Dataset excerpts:

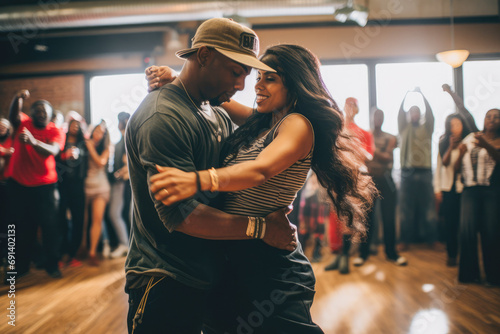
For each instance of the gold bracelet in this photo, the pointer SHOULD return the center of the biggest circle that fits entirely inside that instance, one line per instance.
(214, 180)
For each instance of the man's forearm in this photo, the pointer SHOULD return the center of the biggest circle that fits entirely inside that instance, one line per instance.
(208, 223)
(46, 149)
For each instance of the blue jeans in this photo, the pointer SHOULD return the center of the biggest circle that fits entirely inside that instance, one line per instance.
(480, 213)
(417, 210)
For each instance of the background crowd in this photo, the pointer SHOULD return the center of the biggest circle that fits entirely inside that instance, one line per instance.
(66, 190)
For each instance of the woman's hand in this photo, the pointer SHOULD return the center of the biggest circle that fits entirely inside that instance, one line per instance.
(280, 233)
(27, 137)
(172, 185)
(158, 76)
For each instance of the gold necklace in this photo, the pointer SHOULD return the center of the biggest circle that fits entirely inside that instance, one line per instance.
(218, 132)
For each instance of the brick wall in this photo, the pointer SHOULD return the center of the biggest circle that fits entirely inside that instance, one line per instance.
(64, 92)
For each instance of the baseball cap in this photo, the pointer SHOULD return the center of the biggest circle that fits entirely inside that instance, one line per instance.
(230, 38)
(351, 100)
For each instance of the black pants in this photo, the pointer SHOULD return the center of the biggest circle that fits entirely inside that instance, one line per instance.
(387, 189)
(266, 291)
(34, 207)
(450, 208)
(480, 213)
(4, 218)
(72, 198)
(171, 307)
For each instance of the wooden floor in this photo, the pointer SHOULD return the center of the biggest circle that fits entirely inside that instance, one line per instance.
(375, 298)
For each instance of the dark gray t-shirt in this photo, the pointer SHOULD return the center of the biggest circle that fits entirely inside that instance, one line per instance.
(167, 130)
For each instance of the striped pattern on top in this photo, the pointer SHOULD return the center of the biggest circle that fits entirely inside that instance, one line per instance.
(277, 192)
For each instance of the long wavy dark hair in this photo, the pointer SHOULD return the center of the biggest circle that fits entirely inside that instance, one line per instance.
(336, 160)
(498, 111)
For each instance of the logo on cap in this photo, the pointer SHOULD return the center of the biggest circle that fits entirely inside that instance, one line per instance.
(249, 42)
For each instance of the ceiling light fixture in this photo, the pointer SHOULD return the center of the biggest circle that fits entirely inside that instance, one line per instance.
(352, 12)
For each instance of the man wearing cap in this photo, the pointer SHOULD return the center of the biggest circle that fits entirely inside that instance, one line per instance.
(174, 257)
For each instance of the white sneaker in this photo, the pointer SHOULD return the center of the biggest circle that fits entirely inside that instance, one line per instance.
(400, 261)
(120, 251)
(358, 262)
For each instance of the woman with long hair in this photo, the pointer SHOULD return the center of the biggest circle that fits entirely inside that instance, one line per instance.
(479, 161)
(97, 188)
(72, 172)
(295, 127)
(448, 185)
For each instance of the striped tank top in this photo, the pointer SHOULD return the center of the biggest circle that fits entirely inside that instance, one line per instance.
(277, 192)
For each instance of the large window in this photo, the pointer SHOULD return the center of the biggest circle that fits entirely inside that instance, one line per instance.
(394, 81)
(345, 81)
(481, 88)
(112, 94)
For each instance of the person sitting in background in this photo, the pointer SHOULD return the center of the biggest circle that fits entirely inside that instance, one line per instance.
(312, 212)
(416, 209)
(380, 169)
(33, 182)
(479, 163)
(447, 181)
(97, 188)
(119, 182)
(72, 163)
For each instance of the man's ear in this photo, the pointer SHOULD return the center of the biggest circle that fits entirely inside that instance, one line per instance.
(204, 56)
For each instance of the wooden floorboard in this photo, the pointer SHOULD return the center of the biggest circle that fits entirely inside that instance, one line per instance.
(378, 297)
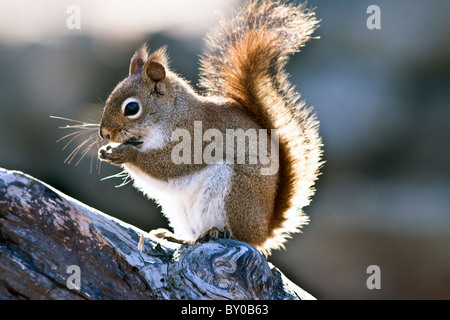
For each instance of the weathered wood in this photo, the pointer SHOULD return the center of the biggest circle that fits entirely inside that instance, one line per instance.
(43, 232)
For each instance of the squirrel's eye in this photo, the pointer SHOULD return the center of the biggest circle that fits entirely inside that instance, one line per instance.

## WHAT IS REQUIRED
Print every line above exactly. Leave the pictures out.

## ANSWER SPACE
For each instance of the gold bracelet in this photo, the pointer SHOULD return the center of the biggest circle that fits entirely inside that instance, one line per instance.
(214, 180)
For each instance of the man's forearm in this photo, the pointer SHOULD return the center of the biggest circle that fits entirely inside that instance, one line per instance.
(208, 223)
(46, 149)
For each instance of the blue jeans in this photo, the pointer SHOULD return the center of the biggest circle that fits entirely inside that instance, one line per instance.
(480, 213)
(417, 210)
For each instance of the background crowd in this photo, the pointer SHOULD return the center of the biggest circle that fits entirely inside that instance, one line per instance.
(66, 190)
For each instance of the woman's hand in this photo, the pointer SHOULD return the center of the biggest circle that fits entirely inside that instance, one line per instance.
(280, 233)
(27, 137)
(172, 185)
(158, 76)
For each instance of the gold necklace in this photo, the pointer SHOULD return the center of the biggest circle that fits entirely inside that instance, one line per instance.
(218, 132)
For each instance of the brick wall in this photo, the pointer SHOULD return the center of the biggest circle that fits entirely inside that instance, one line per instance.
(64, 92)
For each instance of the baseball cap in this photo, the pointer SHOULD return the center of the biggest circle that fits entirely inside that instance, one line per instance.
(230, 38)
(351, 100)
For each instance of the black pants in this photo, the pointer SHOULD return the center of the biggest circle that fits entirely inside that instance, one line per instance.
(387, 189)
(266, 291)
(34, 207)
(450, 208)
(480, 213)
(4, 218)
(72, 198)
(171, 307)
For each instance of the wooden floor in this photo, the pointer SHOULD return the center of the biggest circle that fits entirely inside that instance, one line per instance.
(375, 298)
For each instance of the dark gray t-shirt in this photo, the pointer SHOULD return the center of the biggest circle that fits entirely inside that instance, one line per instance.
(167, 130)
For each instance of the striped pattern on top in this photo, the pointer SHOULD return the center of the biggest circle that fits entirely inside that instance, one line per instance.
(277, 192)
For each instance of the long wavy dark hair in this photo, the pointer SHOULD return the center of the biggest circle that fits entirely inside that instance, one line per instance.
(336, 160)
(498, 111)
For each instance of the logo on cap in this photo, the pointer SHOULD return the center of the biggest circle that fits entirely inside that instance, one line per instance.
(249, 42)
For each instance of the ceiling light fixture in this photo, the pointer SHOULD return the center of the biggest circle that fits entirely inside that instance, one line per instance.
(352, 12)
For each instance of the man wearing cap in this photo, the pointer SHOULD return the center of the biggest circle that fits entirely inside that instance, one line per instance.
(174, 257)
For each instance of the white sneaker in this photo, the pointer SHOULD return the center of the biggest circle that fits entirely inside that instance, one line per instance.
(400, 261)
(120, 251)
(358, 262)
For each instance of the woman with long hair in this photo, the pointer SHOULD return the center of the biggest circle that fits entirely inside that instance, one line per instance.
(479, 161)
(97, 188)
(72, 172)
(295, 127)
(448, 185)
For each instance of the striped tank top in this photo, the pointer SHOULD return the center of the biggest circle that fits entirely inside that instance, one line per instance.
(277, 192)
For each instance of the large window in this photo, the pointer SHOULD return the center of the biggest circle that fits entirely inside that instance, one line per instance.
(394, 81)
(345, 81)
(481, 88)
(112, 94)
For each instance of the person sitting in background in this photo, the pointer SHOULD return the center of the biggest circle that fits entirely inside that instance, one line per instance.
(312, 212)
(416, 209)
(380, 169)
(33, 182)
(479, 163)
(447, 181)
(97, 188)
(119, 182)
(72, 163)
For each instance of the man's ear in this photo, the pointer SHOULD return the center of the biggest circle that fits entirely inside that instance, one line per instance.
(204, 56)
For each instance of the wooden floorboard in this photo, the pointer SHOULD return the center of the biggest circle that fits entirely inside that instance, one line per instance.
(378, 297)
For each instance of the weathered wood in this photo, the pointer SHOULD return the center of the biggest circle that fits entirely inside that instance, one line per instance.
(43, 232)
For each instance of the squirrel's eye in this photo, the pointer SHOULD return the center of the biggest circle that fits entirely inside that instance, one line per instance.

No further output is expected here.